September 27, 2022
Posted: October 25, 2021 12:58 pm
Atmospheric River Pounds Northern California with Heavy Rains
A powerful atmospheric river is making a significant dent in the drought conditions that have been persistent throughout much of the West Coast. A bomb cyclone that formed last week out in the Pacific Ocean is now moving into the northwest corner of the US bringing heavy rain and gusty winds.
It was a rough Sunday for much of Northern California as numerous events of widespread flooding began to roll in. An apartment building and nearly 100 homes in Santa Rosa needed to be evacuated due to flooding on the roadways. Water rescue crews were dispatched to evacuate some of the stranded residents.
A suburb of Portland, Oregon, was also subject to flash flooding as heavy rains descended on the city. The police department of Hillsboro was forced to issue a warning to residents about flooded roads filled with debris.
While Sunday delivered the brunt of the bomb cyclone, scattered isolated rain showers were the story for the last several days for much of Northern California, Oregon, and Washington state. It has been raining every day for nearly a week in Redding, California. This is highly unusual for a part of the state that is generally dry. Many of the cities in Northern California are well ahead of the normal pace for rainfall this month at the hands of the atmospheric river in place over the region.

* Data below *

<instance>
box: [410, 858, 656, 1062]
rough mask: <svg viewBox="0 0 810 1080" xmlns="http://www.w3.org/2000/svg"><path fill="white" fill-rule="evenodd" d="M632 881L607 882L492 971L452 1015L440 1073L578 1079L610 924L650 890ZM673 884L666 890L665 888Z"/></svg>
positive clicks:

* Task description *
Translate this sentence from the atmospheric river article into Spanish: "It has been raining every day for nearly a week in Redding, California."

* Completed task *
Ha estado lloviendo todos los días durante casi una semana en Redding, California.